## Task instructions
Print verbatim the lines of the entries from the one containing "Find any visible brown" to the last, inclusive, and no others.

Region annotation entries:
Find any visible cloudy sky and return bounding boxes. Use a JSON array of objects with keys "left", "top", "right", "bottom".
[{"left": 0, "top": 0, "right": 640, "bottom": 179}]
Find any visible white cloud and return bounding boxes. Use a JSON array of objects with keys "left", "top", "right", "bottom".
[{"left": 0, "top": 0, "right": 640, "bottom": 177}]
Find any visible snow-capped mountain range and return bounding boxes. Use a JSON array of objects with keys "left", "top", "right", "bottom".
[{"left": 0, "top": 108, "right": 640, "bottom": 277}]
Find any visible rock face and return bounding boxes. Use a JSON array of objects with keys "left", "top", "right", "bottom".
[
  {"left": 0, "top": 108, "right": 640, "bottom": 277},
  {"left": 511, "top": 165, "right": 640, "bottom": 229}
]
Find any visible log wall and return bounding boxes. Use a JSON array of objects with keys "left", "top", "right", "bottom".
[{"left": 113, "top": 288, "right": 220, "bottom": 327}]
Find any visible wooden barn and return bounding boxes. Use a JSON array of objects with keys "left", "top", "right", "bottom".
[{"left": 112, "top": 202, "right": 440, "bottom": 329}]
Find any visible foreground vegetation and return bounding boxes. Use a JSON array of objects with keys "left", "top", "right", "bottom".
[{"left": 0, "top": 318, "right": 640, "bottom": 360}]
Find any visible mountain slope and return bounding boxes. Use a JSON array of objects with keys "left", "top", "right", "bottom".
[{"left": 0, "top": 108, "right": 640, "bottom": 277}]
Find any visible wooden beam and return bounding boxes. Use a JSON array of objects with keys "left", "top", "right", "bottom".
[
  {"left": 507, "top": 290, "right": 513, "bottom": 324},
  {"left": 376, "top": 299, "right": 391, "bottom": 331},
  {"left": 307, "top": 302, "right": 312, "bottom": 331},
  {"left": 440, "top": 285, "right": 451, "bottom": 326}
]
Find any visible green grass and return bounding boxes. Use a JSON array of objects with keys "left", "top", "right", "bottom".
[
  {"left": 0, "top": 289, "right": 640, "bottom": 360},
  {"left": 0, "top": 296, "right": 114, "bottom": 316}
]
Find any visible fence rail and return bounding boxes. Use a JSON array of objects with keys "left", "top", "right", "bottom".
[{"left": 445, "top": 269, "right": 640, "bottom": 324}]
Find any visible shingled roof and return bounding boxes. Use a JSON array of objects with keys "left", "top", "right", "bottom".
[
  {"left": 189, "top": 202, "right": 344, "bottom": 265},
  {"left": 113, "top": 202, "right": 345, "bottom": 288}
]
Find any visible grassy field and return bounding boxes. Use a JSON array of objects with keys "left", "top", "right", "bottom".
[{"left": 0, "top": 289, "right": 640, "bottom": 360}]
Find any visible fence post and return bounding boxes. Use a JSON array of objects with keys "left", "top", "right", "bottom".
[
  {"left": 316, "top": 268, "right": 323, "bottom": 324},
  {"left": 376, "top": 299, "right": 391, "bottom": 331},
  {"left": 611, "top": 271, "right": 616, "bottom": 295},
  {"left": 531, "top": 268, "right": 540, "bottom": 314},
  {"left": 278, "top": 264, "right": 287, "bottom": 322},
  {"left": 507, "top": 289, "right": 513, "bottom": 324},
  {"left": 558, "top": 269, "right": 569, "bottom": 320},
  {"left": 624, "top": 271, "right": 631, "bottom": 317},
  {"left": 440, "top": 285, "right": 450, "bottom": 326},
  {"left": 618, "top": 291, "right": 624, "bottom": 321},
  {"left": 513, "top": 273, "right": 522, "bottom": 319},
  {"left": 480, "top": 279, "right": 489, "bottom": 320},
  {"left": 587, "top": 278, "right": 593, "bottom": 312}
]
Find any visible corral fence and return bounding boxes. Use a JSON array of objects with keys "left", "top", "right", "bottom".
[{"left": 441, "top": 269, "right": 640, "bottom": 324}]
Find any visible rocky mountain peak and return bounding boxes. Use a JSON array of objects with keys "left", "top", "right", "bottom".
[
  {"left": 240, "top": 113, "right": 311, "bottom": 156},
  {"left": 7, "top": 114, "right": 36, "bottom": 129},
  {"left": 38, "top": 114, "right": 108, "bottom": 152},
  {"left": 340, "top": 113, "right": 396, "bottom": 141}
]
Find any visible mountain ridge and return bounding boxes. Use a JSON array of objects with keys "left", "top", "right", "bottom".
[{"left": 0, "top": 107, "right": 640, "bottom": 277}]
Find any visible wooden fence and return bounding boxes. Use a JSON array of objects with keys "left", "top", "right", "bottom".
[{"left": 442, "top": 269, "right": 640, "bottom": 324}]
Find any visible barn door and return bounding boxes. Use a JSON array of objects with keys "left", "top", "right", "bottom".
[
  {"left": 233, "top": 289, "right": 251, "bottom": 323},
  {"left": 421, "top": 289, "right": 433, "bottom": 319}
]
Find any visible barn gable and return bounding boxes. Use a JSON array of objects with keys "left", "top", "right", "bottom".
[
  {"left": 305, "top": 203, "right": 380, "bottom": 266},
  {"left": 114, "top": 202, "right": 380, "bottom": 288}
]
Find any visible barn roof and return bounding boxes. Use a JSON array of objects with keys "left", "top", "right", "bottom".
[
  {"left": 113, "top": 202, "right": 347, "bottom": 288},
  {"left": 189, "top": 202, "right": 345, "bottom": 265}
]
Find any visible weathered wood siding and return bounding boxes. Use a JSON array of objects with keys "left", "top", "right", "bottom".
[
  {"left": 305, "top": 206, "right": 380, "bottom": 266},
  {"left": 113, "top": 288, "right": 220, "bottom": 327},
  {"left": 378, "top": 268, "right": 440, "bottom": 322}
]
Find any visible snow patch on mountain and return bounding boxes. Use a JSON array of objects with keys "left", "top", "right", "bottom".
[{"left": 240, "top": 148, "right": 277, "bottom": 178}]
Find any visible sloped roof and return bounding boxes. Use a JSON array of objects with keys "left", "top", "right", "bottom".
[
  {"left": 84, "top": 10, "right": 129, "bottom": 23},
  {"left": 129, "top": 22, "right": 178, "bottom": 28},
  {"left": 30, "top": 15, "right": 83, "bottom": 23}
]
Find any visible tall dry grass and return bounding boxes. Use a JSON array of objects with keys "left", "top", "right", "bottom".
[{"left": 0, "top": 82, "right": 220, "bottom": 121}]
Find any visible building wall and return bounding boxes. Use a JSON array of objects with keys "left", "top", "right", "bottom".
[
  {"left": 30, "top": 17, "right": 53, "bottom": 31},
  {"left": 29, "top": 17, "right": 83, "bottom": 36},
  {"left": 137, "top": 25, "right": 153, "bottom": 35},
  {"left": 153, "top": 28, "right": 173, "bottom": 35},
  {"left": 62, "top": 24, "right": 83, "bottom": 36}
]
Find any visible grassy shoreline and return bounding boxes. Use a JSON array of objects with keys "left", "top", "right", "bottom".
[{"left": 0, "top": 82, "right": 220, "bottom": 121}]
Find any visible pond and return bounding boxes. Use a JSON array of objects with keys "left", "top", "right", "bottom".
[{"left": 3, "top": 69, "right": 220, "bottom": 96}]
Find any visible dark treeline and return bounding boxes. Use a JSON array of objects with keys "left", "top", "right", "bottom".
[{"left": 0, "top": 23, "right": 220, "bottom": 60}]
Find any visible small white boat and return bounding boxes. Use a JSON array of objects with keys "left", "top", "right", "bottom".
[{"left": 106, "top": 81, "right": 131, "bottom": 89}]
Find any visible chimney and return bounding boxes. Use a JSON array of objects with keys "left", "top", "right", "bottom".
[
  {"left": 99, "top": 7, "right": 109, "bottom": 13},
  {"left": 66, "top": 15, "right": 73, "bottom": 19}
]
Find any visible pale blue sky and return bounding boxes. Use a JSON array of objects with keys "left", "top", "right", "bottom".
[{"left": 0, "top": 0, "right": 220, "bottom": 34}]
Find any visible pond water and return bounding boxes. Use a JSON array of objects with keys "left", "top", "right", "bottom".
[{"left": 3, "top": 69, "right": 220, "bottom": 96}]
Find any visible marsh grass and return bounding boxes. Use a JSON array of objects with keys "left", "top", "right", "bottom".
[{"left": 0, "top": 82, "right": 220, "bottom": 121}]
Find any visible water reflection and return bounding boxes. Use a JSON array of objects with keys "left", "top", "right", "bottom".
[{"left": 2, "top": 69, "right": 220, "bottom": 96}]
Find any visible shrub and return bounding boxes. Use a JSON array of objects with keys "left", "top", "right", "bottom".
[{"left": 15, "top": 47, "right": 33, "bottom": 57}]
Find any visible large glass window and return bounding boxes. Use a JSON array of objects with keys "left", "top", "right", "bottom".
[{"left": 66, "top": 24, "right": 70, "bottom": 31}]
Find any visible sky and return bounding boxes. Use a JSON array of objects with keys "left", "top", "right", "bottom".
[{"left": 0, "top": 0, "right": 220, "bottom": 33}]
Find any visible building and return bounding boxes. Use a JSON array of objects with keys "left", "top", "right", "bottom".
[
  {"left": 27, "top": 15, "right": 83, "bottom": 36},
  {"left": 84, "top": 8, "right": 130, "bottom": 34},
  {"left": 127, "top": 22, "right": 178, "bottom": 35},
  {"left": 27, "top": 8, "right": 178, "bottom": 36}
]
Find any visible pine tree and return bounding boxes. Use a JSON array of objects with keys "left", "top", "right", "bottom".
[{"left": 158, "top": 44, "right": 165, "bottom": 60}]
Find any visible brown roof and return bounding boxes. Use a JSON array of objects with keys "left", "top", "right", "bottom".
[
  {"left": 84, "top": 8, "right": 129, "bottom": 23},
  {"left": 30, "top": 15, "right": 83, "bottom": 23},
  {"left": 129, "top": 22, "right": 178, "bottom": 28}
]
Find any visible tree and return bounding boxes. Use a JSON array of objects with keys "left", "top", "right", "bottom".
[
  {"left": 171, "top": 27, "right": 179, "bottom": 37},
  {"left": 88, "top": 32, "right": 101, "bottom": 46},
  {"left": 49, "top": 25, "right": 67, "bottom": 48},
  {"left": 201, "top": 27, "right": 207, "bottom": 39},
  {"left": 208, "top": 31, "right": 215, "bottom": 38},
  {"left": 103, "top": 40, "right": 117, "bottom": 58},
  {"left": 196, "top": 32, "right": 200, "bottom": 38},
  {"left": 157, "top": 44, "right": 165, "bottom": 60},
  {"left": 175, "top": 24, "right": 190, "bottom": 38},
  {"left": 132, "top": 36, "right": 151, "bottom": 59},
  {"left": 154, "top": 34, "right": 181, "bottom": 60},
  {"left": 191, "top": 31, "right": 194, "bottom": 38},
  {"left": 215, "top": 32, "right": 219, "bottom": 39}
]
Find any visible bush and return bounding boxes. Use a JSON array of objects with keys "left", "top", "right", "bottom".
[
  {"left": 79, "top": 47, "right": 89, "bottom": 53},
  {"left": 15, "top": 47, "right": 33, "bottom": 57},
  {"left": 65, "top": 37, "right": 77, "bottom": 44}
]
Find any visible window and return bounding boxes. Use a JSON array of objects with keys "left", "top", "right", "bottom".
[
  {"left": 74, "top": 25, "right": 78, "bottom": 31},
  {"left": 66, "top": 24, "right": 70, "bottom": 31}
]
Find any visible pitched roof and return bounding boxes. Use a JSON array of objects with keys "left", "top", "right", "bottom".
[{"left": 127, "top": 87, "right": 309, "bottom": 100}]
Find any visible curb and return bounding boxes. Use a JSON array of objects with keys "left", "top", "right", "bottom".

## Answer for the task
Find any visible brown roof and return bounding boxes. Use a JSON array of objects with keys "left", "top", "right", "bottom".
[
  {"left": 84, "top": 8, "right": 129, "bottom": 23},
  {"left": 30, "top": 15, "right": 83, "bottom": 23},
  {"left": 129, "top": 22, "right": 178, "bottom": 28}
]
Find any visible tree and return bounding boxes. Use a JSON array of objects with keys "left", "top", "right", "bottom".
[
  {"left": 171, "top": 27, "right": 179, "bottom": 37},
  {"left": 88, "top": 32, "right": 101, "bottom": 46},
  {"left": 49, "top": 25, "right": 67, "bottom": 48},
  {"left": 201, "top": 27, "right": 207, "bottom": 39},
  {"left": 208, "top": 31, "right": 215, "bottom": 38},
  {"left": 103, "top": 40, "right": 117, "bottom": 58},
  {"left": 196, "top": 32, "right": 200, "bottom": 38},
  {"left": 157, "top": 44, "right": 165, "bottom": 60},
  {"left": 175, "top": 24, "right": 190, "bottom": 38},
  {"left": 132, "top": 36, "right": 151, "bottom": 59},
  {"left": 154, "top": 34, "right": 181, "bottom": 60},
  {"left": 191, "top": 31, "right": 194, "bottom": 38},
  {"left": 215, "top": 32, "right": 219, "bottom": 39}
]
Find any visible bush and return bounding boxes. Use a JSON array of objects with keys "left", "top", "right", "bottom".
[
  {"left": 79, "top": 47, "right": 89, "bottom": 53},
  {"left": 15, "top": 47, "right": 33, "bottom": 57},
  {"left": 65, "top": 37, "right": 77, "bottom": 44}
]
Find any visible window and return bounding boxes. Use a JSON array of objects with keys "left", "top", "right", "bottom".
[
  {"left": 74, "top": 25, "right": 78, "bottom": 31},
  {"left": 66, "top": 24, "right": 70, "bottom": 31}
]
Find any visible pitched roof and return bounding boxes. Use a JSON array of objects with keys "left", "top", "right", "bottom".
[{"left": 127, "top": 87, "right": 309, "bottom": 100}]
Find any visible curb and return bounding boxes. Use a JSON array of objects with keys "left", "top", "right", "bottom".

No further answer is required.